▶ _Dataset records_:
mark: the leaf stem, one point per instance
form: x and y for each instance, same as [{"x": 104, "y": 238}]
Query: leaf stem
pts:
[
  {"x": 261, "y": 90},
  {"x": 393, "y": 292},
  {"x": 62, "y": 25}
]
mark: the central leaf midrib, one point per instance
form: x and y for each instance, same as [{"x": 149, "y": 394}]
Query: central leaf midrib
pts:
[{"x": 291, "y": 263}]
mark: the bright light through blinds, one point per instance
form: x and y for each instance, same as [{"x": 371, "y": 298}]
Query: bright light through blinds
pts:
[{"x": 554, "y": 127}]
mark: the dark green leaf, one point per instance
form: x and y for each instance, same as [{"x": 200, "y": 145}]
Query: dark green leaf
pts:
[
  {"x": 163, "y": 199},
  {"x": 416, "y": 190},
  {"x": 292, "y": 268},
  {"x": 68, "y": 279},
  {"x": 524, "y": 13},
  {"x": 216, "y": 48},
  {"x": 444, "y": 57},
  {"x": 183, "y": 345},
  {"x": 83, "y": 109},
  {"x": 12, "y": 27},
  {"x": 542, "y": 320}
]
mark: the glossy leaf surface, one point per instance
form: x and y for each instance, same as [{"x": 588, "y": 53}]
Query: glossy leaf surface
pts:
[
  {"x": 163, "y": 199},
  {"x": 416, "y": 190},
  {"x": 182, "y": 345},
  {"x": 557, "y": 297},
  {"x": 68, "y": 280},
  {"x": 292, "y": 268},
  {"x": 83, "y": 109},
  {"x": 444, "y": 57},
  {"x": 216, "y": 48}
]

▶ _Task requirements_:
Determine the number of lines in the data above that include the word "light", then answer with that number alone.

▶ _Solution to this exercise_:
2